Task objective
Decide whether each statement about the binge eating disorder text below agrees with that text: (a) binge eating disorder is the most common eating disorder in the United States; (b) episodes of purging are part of the diagnostic criteria for binge eating disorder; (c) the criteria require binge eating at least twice a week. Answer yes or no for each, and quote the words of the text that decide it.

Text provided
····················

Binge eating disorder is characterized by eating an amount of food that is larger than most people will eat in a short time. It is also marked by a sense of lack of control over the act of eating. It is not the same as occasional overeating; binge eating disorder is an eating disorder that is formally recognized in the Diagnostic and Statistical Manual of Mental Disorders, Fifth Edition (DSM-5).
The diagnostic criteria of binge eating disorder are:
- Recurrent episodes of binge eating
- Distress regarding the binge eating
- Episodes of purging are not present, as in bulimia nervosa
- Episodes of binge eating are associated by three or more of the following:
- Eating quicker than normal
- Eating until uncomfortably full
- Eating alone because you feel embarrassed
- Feeling disgusted with yourself, depressed, or guilty afterwards
- The binge eating occurs at least once a week for three months, on average
If you are battling binge eating disorder, know that you are not alone. Binge eating disorder is the most common eating disorder in the United States. Here are some tips that can hopefully help you as you heal from this illness.
Stop Letting Your Weight Define You
There is no such thing as a “perfect weight” to strive for. Don’t let the number on the scale rule your life. Your weight is just a number that represents the force of gravity on your person; it is not a measure of your worth as a human being or whether or not you are lovable or likable. While you are recovering from binge eating disorder, try to avoid weighing yourself more than what is necessary.

····················

Stored data:
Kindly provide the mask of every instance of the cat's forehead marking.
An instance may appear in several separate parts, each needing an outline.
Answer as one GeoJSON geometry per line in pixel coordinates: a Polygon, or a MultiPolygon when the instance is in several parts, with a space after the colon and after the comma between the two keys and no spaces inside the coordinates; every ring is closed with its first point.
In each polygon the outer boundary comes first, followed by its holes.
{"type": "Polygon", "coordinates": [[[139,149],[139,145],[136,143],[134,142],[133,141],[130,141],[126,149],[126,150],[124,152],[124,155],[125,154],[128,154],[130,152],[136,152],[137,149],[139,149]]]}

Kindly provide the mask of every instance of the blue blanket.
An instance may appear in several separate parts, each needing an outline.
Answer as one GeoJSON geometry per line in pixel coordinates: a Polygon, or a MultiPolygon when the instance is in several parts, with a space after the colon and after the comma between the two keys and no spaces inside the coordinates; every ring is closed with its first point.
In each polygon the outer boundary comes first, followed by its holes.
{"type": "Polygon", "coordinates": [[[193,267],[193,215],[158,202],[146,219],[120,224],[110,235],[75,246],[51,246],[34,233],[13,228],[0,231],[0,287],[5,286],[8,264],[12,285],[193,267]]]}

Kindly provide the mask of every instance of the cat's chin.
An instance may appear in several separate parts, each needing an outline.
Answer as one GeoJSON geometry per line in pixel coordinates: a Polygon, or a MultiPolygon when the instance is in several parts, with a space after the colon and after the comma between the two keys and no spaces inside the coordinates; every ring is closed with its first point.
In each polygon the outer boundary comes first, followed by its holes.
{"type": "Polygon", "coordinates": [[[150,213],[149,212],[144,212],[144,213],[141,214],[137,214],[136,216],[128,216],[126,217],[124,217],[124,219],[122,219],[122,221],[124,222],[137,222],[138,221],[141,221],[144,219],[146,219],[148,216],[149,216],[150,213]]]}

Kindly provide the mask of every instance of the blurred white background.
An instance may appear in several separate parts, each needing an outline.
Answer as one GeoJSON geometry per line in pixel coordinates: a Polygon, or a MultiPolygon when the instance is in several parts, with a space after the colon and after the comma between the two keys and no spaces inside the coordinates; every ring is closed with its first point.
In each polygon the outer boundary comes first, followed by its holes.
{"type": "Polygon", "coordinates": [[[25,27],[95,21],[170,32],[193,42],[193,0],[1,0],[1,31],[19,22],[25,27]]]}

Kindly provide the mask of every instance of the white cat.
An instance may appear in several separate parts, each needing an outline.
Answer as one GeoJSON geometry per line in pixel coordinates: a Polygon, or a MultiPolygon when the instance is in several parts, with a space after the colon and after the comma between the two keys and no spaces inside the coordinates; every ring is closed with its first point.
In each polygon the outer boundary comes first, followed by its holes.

····················

Exercise response
(a) Yes: "Binge eating disorder is the most common eating disorder in the United States."
(b) No: "Episodes of purging are not present, as in bulimia nervosa"
(c) No: "The binge eating occurs at least once a week for three months, on average"